[Detection annotation data]

* Start *

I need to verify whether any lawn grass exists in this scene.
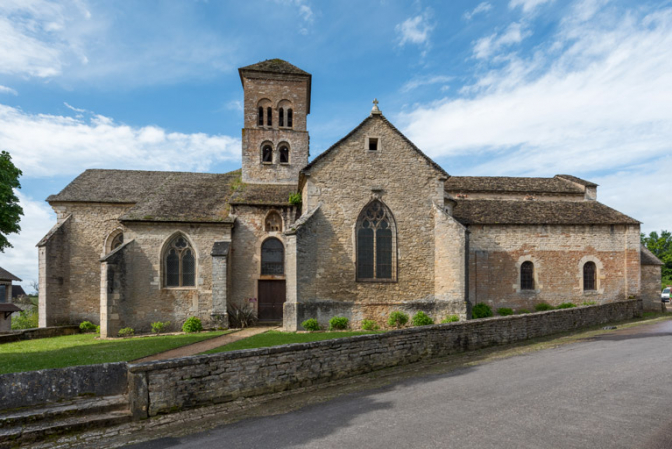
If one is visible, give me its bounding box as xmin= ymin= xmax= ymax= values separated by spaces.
xmin=0 ymin=331 xmax=226 ymax=374
xmin=203 ymin=331 xmax=380 ymax=354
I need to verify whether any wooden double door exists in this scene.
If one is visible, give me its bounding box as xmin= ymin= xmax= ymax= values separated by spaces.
xmin=258 ymin=280 xmax=286 ymax=321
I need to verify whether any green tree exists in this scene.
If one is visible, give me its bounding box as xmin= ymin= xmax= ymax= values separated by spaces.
xmin=0 ymin=151 xmax=23 ymax=252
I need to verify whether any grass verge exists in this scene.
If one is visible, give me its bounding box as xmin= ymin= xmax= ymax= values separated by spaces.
xmin=203 ymin=331 xmax=380 ymax=354
xmin=0 ymin=331 xmax=227 ymax=374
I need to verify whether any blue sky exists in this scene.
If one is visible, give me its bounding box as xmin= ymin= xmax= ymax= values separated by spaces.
xmin=0 ymin=0 xmax=672 ymax=290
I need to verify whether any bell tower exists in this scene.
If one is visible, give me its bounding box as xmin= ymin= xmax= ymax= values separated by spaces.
xmin=238 ymin=59 xmax=312 ymax=184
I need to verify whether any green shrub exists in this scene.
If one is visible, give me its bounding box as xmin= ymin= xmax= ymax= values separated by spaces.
xmin=329 ymin=316 xmax=348 ymax=330
xmin=362 ymin=320 xmax=380 ymax=331
xmin=79 ymin=321 xmax=96 ymax=332
xmin=387 ymin=310 xmax=408 ymax=328
xmin=152 ymin=321 xmax=170 ymax=334
xmin=301 ymin=318 xmax=320 ymax=331
xmin=497 ymin=307 xmax=513 ymax=316
xmin=534 ymin=302 xmax=555 ymax=312
xmin=182 ymin=316 xmax=203 ymax=334
xmin=557 ymin=302 xmax=576 ymax=309
xmin=119 ymin=327 xmax=135 ymax=337
xmin=411 ymin=310 xmax=434 ymax=326
xmin=471 ymin=303 xmax=494 ymax=320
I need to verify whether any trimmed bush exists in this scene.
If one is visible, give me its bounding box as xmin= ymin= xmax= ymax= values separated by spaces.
xmin=119 ymin=327 xmax=135 ymax=337
xmin=387 ymin=310 xmax=408 ymax=328
xmin=497 ymin=307 xmax=513 ymax=316
xmin=152 ymin=321 xmax=170 ymax=334
xmin=411 ymin=310 xmax=434 ymax=326
xmin=557 ymin=302 xmax=576 ymax=309
xmin=534 ymin=302 xmax=555 ymax=312
xmin=182 ymin=316 xmax=203 ymax=334
xmin=301 ymin=318 xmax=320 ymax=332
xmin=79 ymin=321 xmax=96 ymax=332
xmin=362 ymin=320 xmax=380 ymax=331
xmin=471 ymin=303 xmax=494 ymax=320
xmin=329 ymin=316 xmax=348 ymax=330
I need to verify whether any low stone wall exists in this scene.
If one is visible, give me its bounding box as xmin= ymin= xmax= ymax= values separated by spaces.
xmin=0 ymin=326 xmax=80 ymax=344
xmin=129 ymin=300 xmax=642 ymax=418
xmin=0 ymin=362 xmax=128 ymax=410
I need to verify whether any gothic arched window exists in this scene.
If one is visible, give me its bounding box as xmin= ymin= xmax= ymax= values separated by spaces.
xmin=357 ymin=200 xmax=396 ymax=280
xmin=520 ymin=260 xmax=534 ymax=290
xmin=264 ymin=211 xmax=282 ymax=232
xmin=261 ymin=237 xmax=285 ymax=275
xmin=583 ymin=262 xmax=597 ymax=291
xmin=280 ymin=145 xmax=289 ymax=164
xmin=164 ymin=235 xmax=196 ymax=287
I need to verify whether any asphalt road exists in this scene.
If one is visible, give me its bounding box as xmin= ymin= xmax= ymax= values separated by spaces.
xmin=131 ymin=321 xmax=672 ymax=449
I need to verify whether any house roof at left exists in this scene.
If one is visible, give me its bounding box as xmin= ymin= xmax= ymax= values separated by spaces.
xmin=47 ymin=169 xmax=240 ymax=222
xmin=0 ymin=267 xmax=21 ymax=281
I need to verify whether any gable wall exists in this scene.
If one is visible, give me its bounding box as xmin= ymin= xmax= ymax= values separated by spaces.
xmin=469 ymin=225 xmax=640 ymax=310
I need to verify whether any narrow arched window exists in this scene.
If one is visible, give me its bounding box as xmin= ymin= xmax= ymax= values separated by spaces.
xmin=261 ymin=145 xmax=273 ymax=164
xmin=583 ymin=262 xmax=597 ymax=291
xmin=265 ymin=211 xmax=282 ymax=232
xmin=520 ymin=261 xmax=534 ymax=290
xmin=356 ymin=200 xmax=396 ymax=280
xmin=280 ymin=145 xmax=289 ymax=164
xmin=261 ymin=237 xmax=285 ymax=275
xmin=164 ymin=235 xmax=196 ymax=287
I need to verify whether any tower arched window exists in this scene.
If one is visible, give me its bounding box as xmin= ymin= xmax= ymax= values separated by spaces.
xmin=280 ymin=145 xmax=289 ymax=164
xmin=520 ymin=260 xmax=534 ymax=290
xmin=356 ymin=200 xmax=396 ymax=280
xmin=261 ymin=237 xmax=285 ymax=275
xmin=261 ymin=144 xmax=273 ymax=164
xmin=163 ymin=235 xmax=196 ymax=287
xmin=583 ymin=262 xmax=597 ymax=291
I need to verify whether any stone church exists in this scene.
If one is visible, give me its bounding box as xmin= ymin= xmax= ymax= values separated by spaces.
xmin=37 ymin=59 xmax=660 ymax=336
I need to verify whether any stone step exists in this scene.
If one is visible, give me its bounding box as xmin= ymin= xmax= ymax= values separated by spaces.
xmin=0 ymin=410 xmax=133 ymax=449
xmin=0 ymin=395 xmax=128 ymax=431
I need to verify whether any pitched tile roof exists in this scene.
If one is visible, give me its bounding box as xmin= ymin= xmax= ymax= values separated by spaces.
xmin=47 ymin=170 xmax=240 ymax=222
xmin=229 ymin=184 xmax=298 ymax=206
xmin=640 ymin=245 xmax=665 ymax=265
xmin=445 ymin=176 xmax=584 ymax=194
xmin=453 ymin=200 xmax=639 ymax=225
xmin=0 ymin=267 xmax=21 ymax=281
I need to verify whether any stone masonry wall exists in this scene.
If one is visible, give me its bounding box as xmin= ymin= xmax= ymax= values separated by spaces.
xmin=469 ymin=225 xmax=640 ymax=310
xmin=129 ymin=300 xmax=642 ymax=418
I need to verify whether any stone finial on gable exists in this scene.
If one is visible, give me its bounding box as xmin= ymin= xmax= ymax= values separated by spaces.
xmin=371 ymin=98 xmax=382 ymax=115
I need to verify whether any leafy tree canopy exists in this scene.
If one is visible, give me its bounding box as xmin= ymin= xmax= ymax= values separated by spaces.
xmin=0 ymin=151 xmax=23 ymax=252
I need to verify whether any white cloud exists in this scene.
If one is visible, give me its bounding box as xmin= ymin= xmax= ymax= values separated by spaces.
xmin=0 ymin=191 xmax=56 ymax=293
xmin=509 ymin=0 xmax=553 ymax=12
xmin=395 ymin=9 xmax=434 ymax=47
xmin=464 ymin=2 xmax=492 ymax=20
xmin=0 ymin=85 xmax=19 ymax=95
xmin=474 ymin=23 xmax=531 ymax=59
xmin=401 ymin=75 xmax=453 ymax=92
xmin=401 ymin=2 xmax=672 ymax=227
xmin=0 ymin=104 xmax=240 ymax=177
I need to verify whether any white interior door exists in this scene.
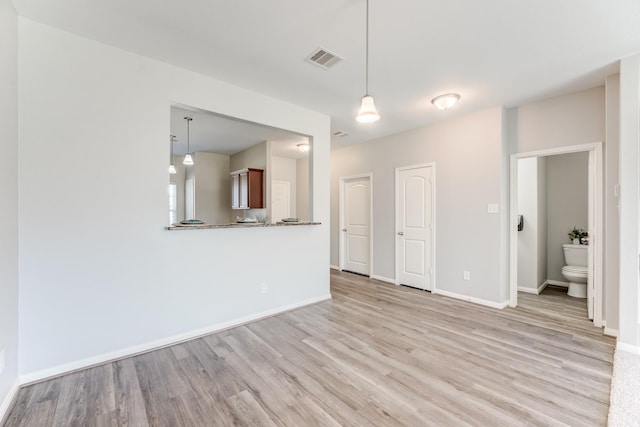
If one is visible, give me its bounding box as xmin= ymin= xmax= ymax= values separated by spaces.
xmin=184 ymin=179 xmax=196 ymax=219
xmin=341 ymin=177 xmax=371 ymax=276
xmin=396 ymin=166 xmax=434 ymax=291
xmin=271 ymin=181 xmax=291 ymax=223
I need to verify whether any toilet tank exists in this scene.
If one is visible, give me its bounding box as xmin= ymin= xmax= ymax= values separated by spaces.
xmin=562 ymin=243 xmax=589 ymax=267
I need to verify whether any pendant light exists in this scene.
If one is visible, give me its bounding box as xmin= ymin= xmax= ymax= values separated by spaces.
xmin=182 ymin=117 xmax=193 ymax=166
xmin=169 ymin=135 xmax=176 ymax=175
xmin=356 ymin=0 xmax=380 ymax=123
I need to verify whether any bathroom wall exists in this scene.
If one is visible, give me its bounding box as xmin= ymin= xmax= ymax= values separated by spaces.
xmin=547 ymin=152 xmax=589 ymax=282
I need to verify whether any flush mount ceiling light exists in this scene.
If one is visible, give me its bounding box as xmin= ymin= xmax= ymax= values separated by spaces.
xmin=356 ymin=0 xmax=380 ymax=123
xmin=182 ymin=117 xmax=193 ymax=166
xmin=169 ymin=135 xmax=176 ymax=175
xmin=431 ymin=93 xmax=460 ymax=110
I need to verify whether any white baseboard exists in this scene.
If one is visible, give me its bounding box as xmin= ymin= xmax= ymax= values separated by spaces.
xmin=604 ymin=326 xmax=619 ymax=338
xmin=518 ymin=280 xmax=549 ymax=295
xmin=0 ymin=378 xmax=20 ymax=425
xmin=370 ymin=274 xmax=396 ymax=285
xmin=544 ymin=280 xmax=569 ymax=288
xmin=20 ymin=294 xmax=331 ymax=385
xmin=616 ymin=341 xmax=640 ymax=354
xmin=432 ymin=289 xmax=509 ymax=309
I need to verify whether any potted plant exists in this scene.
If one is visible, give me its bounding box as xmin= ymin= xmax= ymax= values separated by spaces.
xmin=569 ymin=226 xmax=589 ymax=245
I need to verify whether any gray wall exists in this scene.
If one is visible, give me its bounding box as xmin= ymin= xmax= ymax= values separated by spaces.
xmin=604 ymin=74 xmax=620 ymax=331
xmin=547 ymin=152 xmax=589 ymax=282
xmin=331 ymin=108 xmax=508 ymax=302
xmin=192 ymin=152 xmax=233 ymax=224
xmin=267 ymin=156 xmax=298 ymax=221
xmin=0 ymin=0 xmax=18 ymax=419
xmin=296 ymin=156 xmax=311 ymax=221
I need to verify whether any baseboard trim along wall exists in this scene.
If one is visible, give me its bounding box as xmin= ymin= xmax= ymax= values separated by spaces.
xmin=370 ymin=274 xmax=396 ymax=285
xmin=0 ymin=378 xmax=20 ymax=425
xmin=20 ymin=294 xmax=331 ymax=386
xmin=518 ymin=280 xmax=552 ymax=295
xmin=545 ymin=280 xmax=569 ymax=288
xmin=432 ymin=289 xmax=509 ymax=309
xmin=616 ymin=341 xmax=640 ymax=354
xmin=604 ymin=326 xmax=618 ymax=338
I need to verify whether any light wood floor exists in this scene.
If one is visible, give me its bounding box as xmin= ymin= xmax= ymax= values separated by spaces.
xmin=5 ymin=271 xmax=614 ymax=427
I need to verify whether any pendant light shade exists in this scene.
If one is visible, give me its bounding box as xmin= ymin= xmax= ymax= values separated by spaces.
xmin=182 ymin=117 xmax=193 ymax=166
xmin=356 ymin=0 xmax=380 ymax=123
xmin=169 ymin=135 xmax=176 ymax=175
xmin=356 ymin=95 xmax=380 ymax=123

* End *

> [Given problem]
Rewrite the data starting at the line containing "I need to verify whether any pendant light exists" and ending at the line containing "xmin=296 ymin=156 xmax=311 ymax=221", substituting "check" for every "verify" and leaving all else unchanged.

> [Exercise output]
I need to check whether any pendant light exists in this scene.
If one is visible, give me its bounding box as xmin= ymin= xmax= ymax= values separated by spaces.
xmin=182 ymin=117 xmax=193 ymax=166
xmin=169 ymin=135 xmax=176 ymax=175
xmin=356 ymin=0 xmax=380 ymax=123
I need to check whether any bathroom wall exists in this scene.
If one is visible, give me its bounding box as xmin= ymin= xmax= ymax= values separated by spaces.
xmin=547 ymin=152 xmax=589 ymax=282
I need to check whether any flush mount ceiling light exists in this scene.
If one is visible, give me its bounding box as xmin= ymin= xmax= ymax= values separated by spaces.
xmin=356 ymin=0 xmax=380 ymax=123
xmin=182 ymin=117 xmax=193 ymax=166
xmin=169 ymin=135 xmax=176 ymax=175
xmin=431 ymin=93 xmax=460 ymax=110
I need to check whether any white baseboard exists in this scene.
If one is visible, give me its bounding box as xmin= ymin= xmax= ymax= values separated by spaces.
xmin=604 ymin=326 xmax=619 ymax=338
xmin=518 ymin=280 xmax=549 ymax=295
xmin=0 ymin=378 xmax=20 ymax=425
xmin=370 ymin=274 xmax=396 ymax=285
xmin=544 ymin=280 xmax=569 ymax=288
xmin=20 ymin=294 xmax=331 ymax=385
xmin=616 ymin=341 xmax=640 ymax=354
xmin=432 ymin=289 xmax=509 ymax=309
I need to check whether any potted plant exists in this scene.
If one is visible, give me its bounding box as xmin= ymin= xmax= ymax= values separated by spaces.
xmin=569 ymin=226 xmax=589 ymax=245
I need to check whether any gray wall exists in this scene.
If one is visible, give me its bounding box as xmin= ymin= xmax= ymax= values separated by spaces.
xmin=604 ymin=74 xmax=620 ymax=331
xmin=547 ymin=152 xmax=589 ymax=282
xmin=331 ymin=108 xmax=508 ymax=302
xmin=192 ymin=152 xmax=233 ymax=224
xmin=267 ymin=156 xmax=298 ymax=221
xmin=0 ymin=0 xmax=18 ymax=419
xmin=296 ymin=156 xmax=311 ymax=221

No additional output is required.